— START OF Stored rows —
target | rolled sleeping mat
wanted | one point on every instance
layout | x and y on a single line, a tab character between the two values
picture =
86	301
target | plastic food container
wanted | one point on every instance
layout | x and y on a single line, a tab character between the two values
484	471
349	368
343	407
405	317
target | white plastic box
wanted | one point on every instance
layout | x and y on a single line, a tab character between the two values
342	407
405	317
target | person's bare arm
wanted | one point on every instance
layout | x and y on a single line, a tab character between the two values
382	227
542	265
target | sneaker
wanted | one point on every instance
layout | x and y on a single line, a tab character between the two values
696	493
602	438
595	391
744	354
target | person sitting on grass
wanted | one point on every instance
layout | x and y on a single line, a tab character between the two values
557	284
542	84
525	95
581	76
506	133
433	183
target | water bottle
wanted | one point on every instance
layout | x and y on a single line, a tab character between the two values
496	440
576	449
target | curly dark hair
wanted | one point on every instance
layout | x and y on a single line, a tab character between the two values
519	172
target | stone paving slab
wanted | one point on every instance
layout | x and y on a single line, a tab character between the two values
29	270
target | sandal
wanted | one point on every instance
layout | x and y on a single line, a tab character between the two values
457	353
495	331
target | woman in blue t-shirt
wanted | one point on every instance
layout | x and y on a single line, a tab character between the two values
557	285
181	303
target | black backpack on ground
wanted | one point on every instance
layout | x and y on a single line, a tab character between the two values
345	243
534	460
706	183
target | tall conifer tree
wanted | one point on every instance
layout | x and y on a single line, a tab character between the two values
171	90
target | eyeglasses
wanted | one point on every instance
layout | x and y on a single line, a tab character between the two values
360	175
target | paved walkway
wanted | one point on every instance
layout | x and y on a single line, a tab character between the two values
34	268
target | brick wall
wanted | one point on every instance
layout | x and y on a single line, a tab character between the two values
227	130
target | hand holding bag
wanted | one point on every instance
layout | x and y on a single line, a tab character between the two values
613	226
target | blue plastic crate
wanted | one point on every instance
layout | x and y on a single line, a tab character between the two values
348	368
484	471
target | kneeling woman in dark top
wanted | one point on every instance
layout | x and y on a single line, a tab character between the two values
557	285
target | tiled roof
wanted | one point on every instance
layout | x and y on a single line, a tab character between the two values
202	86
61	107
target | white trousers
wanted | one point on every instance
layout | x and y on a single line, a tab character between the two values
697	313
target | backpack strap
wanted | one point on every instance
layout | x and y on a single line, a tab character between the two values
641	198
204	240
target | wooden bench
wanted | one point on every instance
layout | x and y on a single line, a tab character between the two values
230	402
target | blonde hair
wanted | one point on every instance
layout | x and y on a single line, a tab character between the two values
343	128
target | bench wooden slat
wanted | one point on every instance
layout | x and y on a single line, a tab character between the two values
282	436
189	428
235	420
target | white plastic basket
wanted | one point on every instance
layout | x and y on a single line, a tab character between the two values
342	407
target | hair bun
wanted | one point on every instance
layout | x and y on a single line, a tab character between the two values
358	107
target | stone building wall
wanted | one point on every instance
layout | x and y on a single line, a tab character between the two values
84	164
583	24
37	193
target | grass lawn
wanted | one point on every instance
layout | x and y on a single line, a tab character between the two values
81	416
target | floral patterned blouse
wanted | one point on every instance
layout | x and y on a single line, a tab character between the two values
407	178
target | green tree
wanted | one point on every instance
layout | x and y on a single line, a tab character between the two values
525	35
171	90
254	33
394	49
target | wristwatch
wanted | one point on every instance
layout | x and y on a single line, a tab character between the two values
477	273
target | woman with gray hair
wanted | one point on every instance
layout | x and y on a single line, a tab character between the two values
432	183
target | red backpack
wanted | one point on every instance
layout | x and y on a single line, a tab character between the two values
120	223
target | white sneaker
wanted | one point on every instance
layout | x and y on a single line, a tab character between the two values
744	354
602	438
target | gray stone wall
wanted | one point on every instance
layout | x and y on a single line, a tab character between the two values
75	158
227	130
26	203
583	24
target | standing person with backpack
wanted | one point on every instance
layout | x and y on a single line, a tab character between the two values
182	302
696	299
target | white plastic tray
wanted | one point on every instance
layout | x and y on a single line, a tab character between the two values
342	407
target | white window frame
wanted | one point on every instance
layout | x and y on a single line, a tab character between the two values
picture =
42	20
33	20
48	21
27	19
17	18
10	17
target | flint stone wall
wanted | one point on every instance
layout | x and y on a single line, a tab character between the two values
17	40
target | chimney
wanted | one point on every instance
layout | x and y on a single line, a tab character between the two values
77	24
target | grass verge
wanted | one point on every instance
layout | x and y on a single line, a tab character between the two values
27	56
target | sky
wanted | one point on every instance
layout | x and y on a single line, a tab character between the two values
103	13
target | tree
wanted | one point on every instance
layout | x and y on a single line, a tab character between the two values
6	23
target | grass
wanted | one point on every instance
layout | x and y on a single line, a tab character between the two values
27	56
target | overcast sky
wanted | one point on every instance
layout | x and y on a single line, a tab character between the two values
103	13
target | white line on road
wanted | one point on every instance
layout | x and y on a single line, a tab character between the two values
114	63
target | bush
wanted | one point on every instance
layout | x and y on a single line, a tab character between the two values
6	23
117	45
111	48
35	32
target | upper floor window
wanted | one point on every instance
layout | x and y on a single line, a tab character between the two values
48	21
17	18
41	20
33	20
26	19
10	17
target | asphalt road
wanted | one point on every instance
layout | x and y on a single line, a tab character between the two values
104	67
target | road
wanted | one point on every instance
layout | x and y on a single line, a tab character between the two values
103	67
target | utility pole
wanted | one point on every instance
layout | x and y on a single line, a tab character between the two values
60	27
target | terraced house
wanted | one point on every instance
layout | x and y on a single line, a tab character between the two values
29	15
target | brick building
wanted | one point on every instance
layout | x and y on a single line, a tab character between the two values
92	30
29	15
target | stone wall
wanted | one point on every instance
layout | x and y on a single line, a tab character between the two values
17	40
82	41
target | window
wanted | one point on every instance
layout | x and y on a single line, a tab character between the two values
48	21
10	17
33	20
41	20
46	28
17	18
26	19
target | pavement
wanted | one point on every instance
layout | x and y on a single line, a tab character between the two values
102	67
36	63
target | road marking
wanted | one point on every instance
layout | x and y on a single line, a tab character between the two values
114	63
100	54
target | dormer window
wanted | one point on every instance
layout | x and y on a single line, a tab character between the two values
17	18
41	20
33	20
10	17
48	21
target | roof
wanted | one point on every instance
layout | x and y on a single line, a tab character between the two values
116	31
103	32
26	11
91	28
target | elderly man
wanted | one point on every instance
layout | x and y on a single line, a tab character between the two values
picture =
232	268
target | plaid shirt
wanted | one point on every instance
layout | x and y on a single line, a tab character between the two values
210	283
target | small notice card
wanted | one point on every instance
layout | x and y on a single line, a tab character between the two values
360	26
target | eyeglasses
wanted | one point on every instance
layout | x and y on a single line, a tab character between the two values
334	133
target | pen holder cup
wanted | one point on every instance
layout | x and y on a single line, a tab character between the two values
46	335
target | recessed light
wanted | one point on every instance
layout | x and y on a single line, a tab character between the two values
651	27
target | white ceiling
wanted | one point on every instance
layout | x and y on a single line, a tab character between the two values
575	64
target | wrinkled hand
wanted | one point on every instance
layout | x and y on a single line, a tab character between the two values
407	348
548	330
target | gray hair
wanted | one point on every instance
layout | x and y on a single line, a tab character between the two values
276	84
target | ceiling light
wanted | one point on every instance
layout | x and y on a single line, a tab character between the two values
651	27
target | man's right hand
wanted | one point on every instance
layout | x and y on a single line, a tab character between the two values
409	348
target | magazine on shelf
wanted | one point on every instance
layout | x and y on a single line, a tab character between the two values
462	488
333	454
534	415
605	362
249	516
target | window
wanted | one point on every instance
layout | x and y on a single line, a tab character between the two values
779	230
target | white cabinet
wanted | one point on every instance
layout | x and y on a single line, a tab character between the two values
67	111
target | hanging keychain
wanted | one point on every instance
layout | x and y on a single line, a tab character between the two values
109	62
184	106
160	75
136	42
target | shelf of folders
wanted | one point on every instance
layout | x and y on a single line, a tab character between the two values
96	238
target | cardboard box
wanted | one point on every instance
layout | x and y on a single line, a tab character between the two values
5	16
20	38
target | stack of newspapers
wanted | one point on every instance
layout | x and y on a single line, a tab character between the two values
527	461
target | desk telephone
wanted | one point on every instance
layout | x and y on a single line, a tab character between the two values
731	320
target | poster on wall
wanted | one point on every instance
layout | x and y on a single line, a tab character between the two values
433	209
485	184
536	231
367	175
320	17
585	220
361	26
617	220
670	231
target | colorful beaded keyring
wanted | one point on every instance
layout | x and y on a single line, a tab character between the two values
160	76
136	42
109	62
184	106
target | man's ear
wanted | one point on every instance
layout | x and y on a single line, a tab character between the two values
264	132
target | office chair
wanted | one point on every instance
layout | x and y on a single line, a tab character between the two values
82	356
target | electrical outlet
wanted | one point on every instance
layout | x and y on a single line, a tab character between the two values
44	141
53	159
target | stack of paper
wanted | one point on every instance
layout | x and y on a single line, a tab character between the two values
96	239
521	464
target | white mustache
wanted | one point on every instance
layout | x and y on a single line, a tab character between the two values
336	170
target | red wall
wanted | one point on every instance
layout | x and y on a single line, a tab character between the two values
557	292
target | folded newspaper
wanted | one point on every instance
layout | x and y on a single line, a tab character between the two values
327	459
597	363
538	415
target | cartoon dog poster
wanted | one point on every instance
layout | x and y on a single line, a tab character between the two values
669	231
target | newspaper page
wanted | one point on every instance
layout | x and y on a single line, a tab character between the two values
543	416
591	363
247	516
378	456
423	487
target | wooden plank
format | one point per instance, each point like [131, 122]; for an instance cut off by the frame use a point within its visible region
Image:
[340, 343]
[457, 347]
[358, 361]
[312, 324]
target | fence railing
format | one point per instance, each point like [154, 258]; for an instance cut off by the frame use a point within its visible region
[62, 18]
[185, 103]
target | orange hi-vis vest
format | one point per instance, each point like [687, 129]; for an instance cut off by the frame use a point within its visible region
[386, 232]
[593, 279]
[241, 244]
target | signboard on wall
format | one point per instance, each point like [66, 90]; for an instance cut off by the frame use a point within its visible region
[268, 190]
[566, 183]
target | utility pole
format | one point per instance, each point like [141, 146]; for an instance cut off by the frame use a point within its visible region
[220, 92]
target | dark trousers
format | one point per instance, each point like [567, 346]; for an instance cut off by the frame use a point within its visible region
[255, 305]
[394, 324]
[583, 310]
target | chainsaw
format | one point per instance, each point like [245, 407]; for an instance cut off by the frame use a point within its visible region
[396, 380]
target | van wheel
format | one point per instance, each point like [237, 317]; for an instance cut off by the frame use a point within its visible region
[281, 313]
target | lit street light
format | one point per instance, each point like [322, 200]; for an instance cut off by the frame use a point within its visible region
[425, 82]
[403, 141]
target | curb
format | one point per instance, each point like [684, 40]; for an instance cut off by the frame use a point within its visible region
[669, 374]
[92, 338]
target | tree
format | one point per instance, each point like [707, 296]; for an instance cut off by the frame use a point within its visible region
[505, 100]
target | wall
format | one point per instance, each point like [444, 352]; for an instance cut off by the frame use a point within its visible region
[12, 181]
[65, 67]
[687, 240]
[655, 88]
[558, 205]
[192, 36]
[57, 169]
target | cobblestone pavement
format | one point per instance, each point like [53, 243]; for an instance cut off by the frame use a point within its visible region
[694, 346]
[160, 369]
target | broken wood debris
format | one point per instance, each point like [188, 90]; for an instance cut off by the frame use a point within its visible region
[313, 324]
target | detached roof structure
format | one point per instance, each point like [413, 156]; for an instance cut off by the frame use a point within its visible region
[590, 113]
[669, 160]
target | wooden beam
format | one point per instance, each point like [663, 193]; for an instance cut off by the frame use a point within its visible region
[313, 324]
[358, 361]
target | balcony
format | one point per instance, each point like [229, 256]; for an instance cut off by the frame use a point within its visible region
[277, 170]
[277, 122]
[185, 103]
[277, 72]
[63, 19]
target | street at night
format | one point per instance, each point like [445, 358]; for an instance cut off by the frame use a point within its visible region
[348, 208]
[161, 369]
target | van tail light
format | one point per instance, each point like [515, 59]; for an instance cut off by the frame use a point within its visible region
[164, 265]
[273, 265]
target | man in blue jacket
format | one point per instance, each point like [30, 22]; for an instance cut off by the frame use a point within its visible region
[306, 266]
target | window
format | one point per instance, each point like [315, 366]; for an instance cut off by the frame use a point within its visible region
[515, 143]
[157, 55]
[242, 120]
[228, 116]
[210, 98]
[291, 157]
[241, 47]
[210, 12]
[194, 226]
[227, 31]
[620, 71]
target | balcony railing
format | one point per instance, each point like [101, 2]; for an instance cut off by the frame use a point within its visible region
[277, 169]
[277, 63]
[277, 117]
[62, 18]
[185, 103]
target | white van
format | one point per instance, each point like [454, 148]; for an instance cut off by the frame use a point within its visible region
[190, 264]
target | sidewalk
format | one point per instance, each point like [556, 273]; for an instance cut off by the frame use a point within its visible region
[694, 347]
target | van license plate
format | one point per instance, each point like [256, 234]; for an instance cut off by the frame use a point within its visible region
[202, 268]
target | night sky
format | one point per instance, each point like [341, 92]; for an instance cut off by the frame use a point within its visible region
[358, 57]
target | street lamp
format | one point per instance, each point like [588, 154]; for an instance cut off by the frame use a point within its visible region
— END OF Stored rows —
Copy out the stretch of data from the line containing "target | balcony railing" through the last line, including both ends and matching every character.

target | balcony railing
format | one point per instance, each point like [101, 2]; for an instance cut off by the frame use a point within its visible region
[277, 169]
[277, 63]
[277, 117]
[62, 18]
[185, 103]
target | white van
format | one point per instance, each point like [454, 148]; for an instance cut off by the frame use a point within its visible region
[190, 264]
target | sidewalk
format | one point per instance, each point like [556, 273]; for an instance cut off by the frame use a point within its visible region
[694, 347]
target | van license plate
format | one point per instance, each point like [256, 234]; for an instance cut off by the frame use a point within its visible region
[202, 268]
target | night sky
format | one point per instance, each point like [341, 92]; for an instance cut off by the frame use a point within its visible region
[358, 57]
target | street lamp
format | one point per instance, each point like [588, 154]; for an instance cut off by the frame use a point within its visible region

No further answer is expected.